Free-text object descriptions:
○ ○ ○ ○ ○

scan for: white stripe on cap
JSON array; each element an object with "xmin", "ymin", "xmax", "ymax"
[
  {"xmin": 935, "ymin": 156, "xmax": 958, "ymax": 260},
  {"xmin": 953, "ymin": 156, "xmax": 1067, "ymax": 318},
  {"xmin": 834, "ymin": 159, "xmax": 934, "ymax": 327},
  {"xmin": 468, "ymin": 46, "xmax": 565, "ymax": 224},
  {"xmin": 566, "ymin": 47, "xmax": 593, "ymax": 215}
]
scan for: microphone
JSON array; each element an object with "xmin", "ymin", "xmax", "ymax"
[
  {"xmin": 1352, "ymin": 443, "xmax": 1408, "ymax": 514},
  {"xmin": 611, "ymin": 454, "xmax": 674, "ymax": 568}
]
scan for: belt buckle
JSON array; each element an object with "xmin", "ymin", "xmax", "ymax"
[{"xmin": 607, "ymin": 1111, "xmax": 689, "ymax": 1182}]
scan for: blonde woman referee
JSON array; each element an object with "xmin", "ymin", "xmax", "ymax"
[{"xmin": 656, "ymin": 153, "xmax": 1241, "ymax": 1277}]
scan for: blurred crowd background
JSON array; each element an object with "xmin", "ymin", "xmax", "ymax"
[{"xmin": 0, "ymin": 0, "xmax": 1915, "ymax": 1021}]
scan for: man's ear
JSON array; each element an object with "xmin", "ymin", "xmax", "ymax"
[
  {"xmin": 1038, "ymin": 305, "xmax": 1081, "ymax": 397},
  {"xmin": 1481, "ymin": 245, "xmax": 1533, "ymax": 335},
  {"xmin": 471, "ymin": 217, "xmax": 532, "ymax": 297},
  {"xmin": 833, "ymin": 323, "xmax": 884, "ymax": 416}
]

○ ○ ○ ○ ○

• **Your task**: Compute how many lines of the records above hold the string "scan". Give the number with no other output.

• **Response area**: 6